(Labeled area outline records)
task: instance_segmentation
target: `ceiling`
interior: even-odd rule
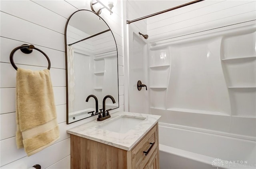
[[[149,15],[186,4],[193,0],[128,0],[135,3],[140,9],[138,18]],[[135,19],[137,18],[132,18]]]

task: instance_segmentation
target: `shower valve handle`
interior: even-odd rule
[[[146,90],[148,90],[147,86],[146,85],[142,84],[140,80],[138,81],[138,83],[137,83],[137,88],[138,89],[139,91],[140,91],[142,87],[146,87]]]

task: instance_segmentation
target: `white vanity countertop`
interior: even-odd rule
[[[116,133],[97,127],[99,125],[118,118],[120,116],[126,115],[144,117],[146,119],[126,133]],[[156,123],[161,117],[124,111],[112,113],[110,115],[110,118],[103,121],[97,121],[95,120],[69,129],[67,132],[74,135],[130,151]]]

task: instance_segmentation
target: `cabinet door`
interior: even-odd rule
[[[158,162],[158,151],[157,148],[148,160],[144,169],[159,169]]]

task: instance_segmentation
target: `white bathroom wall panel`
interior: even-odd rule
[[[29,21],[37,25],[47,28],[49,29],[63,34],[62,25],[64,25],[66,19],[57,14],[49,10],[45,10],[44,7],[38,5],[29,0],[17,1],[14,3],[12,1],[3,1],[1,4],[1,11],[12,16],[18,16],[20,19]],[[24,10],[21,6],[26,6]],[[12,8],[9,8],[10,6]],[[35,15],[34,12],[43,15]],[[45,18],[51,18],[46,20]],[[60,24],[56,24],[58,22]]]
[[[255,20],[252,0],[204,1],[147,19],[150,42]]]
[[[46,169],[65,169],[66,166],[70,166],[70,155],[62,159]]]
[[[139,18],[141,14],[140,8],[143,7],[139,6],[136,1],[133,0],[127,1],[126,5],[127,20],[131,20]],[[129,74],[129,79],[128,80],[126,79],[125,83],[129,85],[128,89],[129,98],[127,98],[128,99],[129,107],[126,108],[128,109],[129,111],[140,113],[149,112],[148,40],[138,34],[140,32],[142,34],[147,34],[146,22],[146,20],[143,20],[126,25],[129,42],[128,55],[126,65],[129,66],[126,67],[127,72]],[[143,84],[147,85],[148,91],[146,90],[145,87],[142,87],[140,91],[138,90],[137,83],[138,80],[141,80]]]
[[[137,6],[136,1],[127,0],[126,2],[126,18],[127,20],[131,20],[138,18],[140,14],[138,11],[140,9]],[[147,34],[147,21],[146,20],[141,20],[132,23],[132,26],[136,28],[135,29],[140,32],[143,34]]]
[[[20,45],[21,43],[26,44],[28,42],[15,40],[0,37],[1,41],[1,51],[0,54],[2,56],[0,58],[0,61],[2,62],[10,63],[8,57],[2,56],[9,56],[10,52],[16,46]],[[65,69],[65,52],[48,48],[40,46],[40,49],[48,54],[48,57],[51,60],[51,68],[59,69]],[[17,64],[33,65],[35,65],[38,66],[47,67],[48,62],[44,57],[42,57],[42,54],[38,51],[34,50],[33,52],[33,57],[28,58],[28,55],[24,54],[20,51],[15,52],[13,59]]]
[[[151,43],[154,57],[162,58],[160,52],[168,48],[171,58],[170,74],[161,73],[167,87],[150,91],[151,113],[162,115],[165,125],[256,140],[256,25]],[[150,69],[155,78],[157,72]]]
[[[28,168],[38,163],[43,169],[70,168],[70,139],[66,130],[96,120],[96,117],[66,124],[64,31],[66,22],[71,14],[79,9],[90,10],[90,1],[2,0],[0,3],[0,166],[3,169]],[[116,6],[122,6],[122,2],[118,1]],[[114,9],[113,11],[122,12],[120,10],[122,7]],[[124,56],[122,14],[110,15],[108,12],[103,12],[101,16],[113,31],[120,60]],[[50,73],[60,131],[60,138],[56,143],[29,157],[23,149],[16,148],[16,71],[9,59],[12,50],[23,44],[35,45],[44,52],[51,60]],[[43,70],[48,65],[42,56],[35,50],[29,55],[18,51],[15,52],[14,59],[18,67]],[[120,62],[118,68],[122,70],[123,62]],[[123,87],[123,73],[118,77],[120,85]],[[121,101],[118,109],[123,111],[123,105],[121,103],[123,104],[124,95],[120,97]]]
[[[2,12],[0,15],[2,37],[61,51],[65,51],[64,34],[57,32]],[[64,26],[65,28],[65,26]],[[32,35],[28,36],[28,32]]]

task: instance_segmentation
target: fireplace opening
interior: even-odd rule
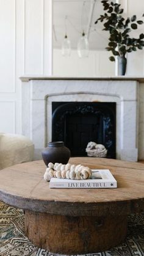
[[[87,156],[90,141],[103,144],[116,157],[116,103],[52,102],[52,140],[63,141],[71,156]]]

**YOUR TASK**
Present every line of the records above as a Markdown table with the columns "No." and "Record line," numbering the rows and omitting blank lines. Leave the pictures out of the table.

**EXERCISE SOLUTION**
| No. | Record line |
|---|---|
| 1 | task: instance_segmentation |
| 2 | target: `ceiling` |
| 3 | interior: even-odd rule |
| 4 | [[[149,15],[186,4],[193,0],[128,0],[135,3],[140,9],[138,18]],[[135,19],[137,18],[132,18]]] |
| 5 | task: instance_segmentation |
| 6 | target: `shower valve handle` |
| 7 | interior: even-odd rule |
| 8 | [[[146,90],[148,90],[147,86],[146,85],[142,84],[140,80],[138,81],[138,83],[137,83],[137,88],[138,89],[139,91],[140,91],[142,87],[146,87]]] |
| 9 | task: instance_segmentation |
| 10 | target: `white vanity countertop` |
| 11 | interior: even-odd rule |
| 12 | [[[116,133],[97,127],[99,125],[118,118],[120,116],[126,115],[144,117],[146,119],[126,133]],[[156,123],[161,117],[124,111],[112,113],[110,115],[110,118],[103,121],[97,121],[95,120],[69,129],[67,132],[74,135],[130,151]]] |
| 13 | task: instance_segmentation |
| 14 | target: `cabinet door` |
| 15 | interior: even-odd rule |
| 16 | [[[158,162],[158,151],[157,148],[148,160],[144,169],[159,169]]] |
| 17 | task: instance_segmentation |
| 18 | target: `white bathroom wall panel` |
| 19 | interior: even-odd rule |
| 20 | [[[29,21],[37,25],[47,28],[49,29],[63,34],[62,25],[64,25],[66,19],[57,14],[49,10],[45,10],[44,7],[38,5],[29,0],[17,1],[14,3],[12,1],[3,1],[1,4],[1,11],[12,16],[18,16],[20,19]],[[24,10],[21,6],[26,6]],[[12,8],[9,8],[10,6]],[[35,15],[34,12],[43,15]],[[45,18],[51,18],[46,20]],[[60,24],[56,24],[58,22]]] |
| 21 | [[[255,20],[252,0],[204,1],[147,19],[150,42]]] |
| 22 | [[[46,169],[65,169],[66,166],[70,166],[70,155],[62,159]]] |
| 23 | [[[139,18],[141,14],[140,8],[143,7],[139,6],[136,1],[133,0],[127,1],[126,5],[127,20],[131,20]],[[129,74],[129,79],[128,80],[126,79],[125,83],[129,85],[128,89],[129,98],[127,98],[128,99],[129,107],[126,108],[128,109],[129,111],[140,113],[149,112],[148,40],[138,34],[140,32],[142,34],[147,34],[146,22],[146,20],[143,20],[126,25],[129,42],[128,55],[126,65],[129,66],[126,67],[127,72]],[[143,84],[147,85],[148,91],[146,90],[145,87],[142,87],[140,91],[138,90],[137,83],[138,80],[141,80]]] |
| 24 | [[[137,6],[136,1],[127,0],[126,2],[126,18],[127,20],[131,20],[138,18],[140,14],[138,11],[140,9]],[[147,34],[147,21],[146,20],[141,20],[132,23],[132,26],[136,28],[135,29],[140,32],[143,34]]] |
| 25 | [[[20,45],[21,43],[26,44],[28,42],[15,40],[0,37],[1,41],[1,51],[0,54],[2,56],[0,58],[0,61],[2,62],[10,63],[8,57],[2,56],[9,56],[10,52],[16,46]],[[65,69],[65,52],[48,48],[40,46],[40,49],[48,54],[48,57],[51,60],[51,68],[59,69]],[[17,64],[33,65],[35,65],[38,66],[47,67],[48,62],[44,57],[42,57],[42,54],[38,51],[34,50],[33,52],[33,57],[28,58],[28,55],[24,54],[20,51],[15,52],[13,59]]] |
| 26 | [[[151,43],[154,57],[162,58],[160,52],[168,48],[171,58],[170,74],[161,73],[167,87],[150,91],[151,113],[162,115],[165,125],[256,140],[256,25]],[[150,69],[155,78],[157,72]]] |
| 27 | [[[28,168],[38,163],[43,169],[70,168],[70,139],[66,130],[96,120],[96,117],[66,124],[64,31],[66,22],[71,14],[79,9],[90,10],[90,1],[2,0],[0,3],[0,166],[3,169]],[[116,6],[122,6],[122,2],[118,1]],[[114,9],[113,11],[122,12],[120,10],[122,7]],[[124,56],[122,14],[110,15],[108,12],[103,12],[101,16],[113,31],[120,60]],[[50,73],[60,131],[60,138],[56,143],[29,157],[23,149],[16,148],[16,71],[9,59],[12,50],[23,44],[35,45],[44,52],[51,60]],[[43,70],[48,65],[42,56],[35,50],[29,55],[18,51],[15,52],[14,59],[18,67]],[[120,62],[118,68],[122,70],[123,62]],[[123,87],[123,73],[118,77],[120,85]],[[121,101],[118,109],[123,111],[123,105],[121,103],[123,104],[124,95],[120,97]]] |
| 28 | [[[2,12],[0,15],[2,37],[61,51],[65,51],[64,34],[57,32]],[[64,26],[65,28],[65,26]],[[32,35],[28,36],[28,32]]] |
| 29 | task: instance_segmentation |
| 30 | target: fireplace opening |
| 31 | interior: even-odd rule |
| 32 | [[[87,156],[90,141],[103,144],[116,157],[116,103],[52,102],[52,140],[63,141],[71,156]]] |